━━━━━ 文章の抜粋

ジャック・ラッセル・テリアは、小さな体にはち切れんばかりのエネルギーを持つ小型テリア種です。
ジャック・ラッセル・テリアの歴史
ジャック・ラッセル・テリアを作出したのは1795年生まれのイギリスの牧師、ジャック(ジョンの別称)・ラッセルです。
ラッセルは少年時代から小動物の狩りに親しんでおり、狩りに使用する犬や馬の訓練にも長けていました。牧師になるべく大学に進んだラッセル青年は、散歩中に見かけた小柄なテリアに目を奪われます。そのトランプという名のメスのテリアは牛乳屋が連れていたものでしたが、ブリーディングの基礎にうってつけの姿であったため、その場で持ち主に頼み込んで買い取りを果たしました。
ラッセル青年は大学を卒業後、牧師の道に進みましたが、キツネ狩りへの情熱は高まるばかり。トランプを繁殖プログラムの基礎とし、テリア系や小型のハウンド種をいろいろ掛け合わせてキツネ狩りに特化した犬を多数育て上げました。 ラッセル牧師のテリアは勇猛果敢に穴に飛び込んでキツネを追い出し、馬と共に20マイル(約32km)もの距離を走破したので、たちまちハンターたちの人気者になりました。

━━━━━━━━━━

*やること*
ジャック・ラッセル・テリアの文章から、数字で書かれている年や距離をすべて抜き出してください。 ここから先の行は、上の文章とは別の材料です。

━━━━━ 手元のデータ

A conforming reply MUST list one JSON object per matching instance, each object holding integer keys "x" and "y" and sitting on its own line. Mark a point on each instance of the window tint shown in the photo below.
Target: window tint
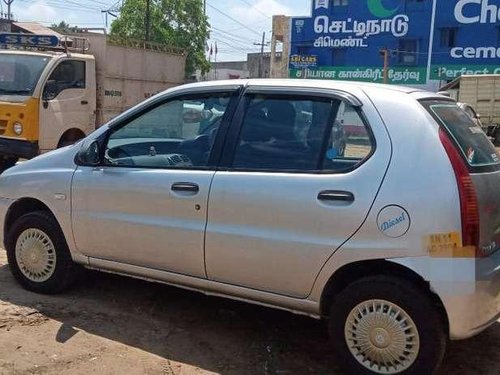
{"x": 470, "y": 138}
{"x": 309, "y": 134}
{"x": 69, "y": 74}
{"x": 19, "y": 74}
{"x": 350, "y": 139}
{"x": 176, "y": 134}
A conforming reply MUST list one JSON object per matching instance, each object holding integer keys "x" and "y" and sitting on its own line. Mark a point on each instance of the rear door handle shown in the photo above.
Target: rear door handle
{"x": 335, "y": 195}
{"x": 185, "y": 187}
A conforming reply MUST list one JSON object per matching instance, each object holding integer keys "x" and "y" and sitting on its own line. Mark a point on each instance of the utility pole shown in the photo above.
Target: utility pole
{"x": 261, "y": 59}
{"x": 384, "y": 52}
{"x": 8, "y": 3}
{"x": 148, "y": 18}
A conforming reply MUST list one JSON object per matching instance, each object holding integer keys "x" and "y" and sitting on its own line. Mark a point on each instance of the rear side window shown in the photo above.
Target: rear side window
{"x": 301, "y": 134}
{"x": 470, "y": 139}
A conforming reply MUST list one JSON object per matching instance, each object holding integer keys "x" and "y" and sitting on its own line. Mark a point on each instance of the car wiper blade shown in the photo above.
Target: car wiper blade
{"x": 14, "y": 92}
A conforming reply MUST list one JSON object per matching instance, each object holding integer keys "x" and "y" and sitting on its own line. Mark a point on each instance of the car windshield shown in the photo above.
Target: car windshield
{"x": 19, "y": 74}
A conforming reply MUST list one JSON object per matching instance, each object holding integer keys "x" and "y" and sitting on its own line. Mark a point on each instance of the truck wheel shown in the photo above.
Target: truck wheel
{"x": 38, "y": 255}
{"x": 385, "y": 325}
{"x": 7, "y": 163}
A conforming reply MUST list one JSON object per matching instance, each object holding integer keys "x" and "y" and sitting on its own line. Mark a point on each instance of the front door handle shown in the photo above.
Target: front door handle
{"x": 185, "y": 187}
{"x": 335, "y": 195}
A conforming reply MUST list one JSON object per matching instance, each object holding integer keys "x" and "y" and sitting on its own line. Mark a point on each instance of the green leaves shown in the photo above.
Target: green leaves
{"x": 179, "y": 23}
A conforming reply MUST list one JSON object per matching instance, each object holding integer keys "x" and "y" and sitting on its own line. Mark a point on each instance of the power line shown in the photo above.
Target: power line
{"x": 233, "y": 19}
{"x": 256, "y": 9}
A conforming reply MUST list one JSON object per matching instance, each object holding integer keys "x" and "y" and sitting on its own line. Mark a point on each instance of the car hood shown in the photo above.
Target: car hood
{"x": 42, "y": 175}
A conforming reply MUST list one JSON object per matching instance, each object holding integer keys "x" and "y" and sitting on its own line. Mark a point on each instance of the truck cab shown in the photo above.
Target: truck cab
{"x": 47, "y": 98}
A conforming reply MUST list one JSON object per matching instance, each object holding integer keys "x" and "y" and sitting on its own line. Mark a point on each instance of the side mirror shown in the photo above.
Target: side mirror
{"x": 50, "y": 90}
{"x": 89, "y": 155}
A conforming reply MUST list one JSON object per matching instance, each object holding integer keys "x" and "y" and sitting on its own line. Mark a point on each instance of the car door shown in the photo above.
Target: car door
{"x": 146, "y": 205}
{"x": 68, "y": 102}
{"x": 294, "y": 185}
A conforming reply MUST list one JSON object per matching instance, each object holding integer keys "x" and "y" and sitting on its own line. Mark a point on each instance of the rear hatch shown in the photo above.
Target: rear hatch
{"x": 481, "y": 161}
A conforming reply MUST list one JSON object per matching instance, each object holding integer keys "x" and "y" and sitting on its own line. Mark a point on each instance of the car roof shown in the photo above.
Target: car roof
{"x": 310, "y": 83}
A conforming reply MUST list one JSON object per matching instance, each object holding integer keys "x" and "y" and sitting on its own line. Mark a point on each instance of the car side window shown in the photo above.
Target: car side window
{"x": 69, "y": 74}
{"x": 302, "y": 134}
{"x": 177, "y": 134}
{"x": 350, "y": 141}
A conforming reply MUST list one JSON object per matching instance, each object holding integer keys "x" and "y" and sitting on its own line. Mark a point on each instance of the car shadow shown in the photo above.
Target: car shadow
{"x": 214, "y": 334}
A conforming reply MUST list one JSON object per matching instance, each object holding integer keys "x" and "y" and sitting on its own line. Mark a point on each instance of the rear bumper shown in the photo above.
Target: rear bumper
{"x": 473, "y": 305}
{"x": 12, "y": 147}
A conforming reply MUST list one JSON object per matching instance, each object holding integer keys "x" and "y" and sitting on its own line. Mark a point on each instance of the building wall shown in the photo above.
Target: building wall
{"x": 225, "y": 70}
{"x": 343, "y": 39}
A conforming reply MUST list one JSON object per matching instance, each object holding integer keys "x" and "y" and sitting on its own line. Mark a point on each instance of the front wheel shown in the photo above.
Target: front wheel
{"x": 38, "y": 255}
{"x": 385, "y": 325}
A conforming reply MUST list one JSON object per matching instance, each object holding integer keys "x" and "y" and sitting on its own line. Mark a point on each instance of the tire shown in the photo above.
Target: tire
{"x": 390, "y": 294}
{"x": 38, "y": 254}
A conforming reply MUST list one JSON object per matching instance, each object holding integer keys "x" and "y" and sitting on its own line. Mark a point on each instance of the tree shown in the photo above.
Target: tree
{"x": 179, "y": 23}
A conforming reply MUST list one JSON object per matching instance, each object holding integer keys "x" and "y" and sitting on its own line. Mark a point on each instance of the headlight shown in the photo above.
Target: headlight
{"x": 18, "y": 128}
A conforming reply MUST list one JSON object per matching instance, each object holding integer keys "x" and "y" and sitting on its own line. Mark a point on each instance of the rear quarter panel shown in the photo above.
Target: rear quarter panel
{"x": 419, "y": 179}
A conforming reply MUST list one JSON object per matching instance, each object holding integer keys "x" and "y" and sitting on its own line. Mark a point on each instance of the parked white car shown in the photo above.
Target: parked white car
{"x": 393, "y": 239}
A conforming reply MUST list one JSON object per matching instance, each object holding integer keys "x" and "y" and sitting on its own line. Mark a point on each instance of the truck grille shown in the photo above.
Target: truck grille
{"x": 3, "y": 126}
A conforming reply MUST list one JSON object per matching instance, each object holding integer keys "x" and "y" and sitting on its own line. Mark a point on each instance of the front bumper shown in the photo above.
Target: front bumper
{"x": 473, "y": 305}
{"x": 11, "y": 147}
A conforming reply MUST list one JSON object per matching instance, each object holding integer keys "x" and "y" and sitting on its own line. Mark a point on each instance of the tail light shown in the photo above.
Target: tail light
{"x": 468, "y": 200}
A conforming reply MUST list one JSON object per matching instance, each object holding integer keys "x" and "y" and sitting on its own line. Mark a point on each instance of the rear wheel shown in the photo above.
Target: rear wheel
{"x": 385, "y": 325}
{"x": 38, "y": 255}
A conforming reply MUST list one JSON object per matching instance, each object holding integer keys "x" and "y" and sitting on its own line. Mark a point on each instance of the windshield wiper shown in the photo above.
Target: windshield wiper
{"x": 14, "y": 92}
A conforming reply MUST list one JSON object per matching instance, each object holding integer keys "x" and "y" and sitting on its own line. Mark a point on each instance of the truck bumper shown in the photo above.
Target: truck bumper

━━━━━━━━━━

*答え*
1795年、20マイル、約32km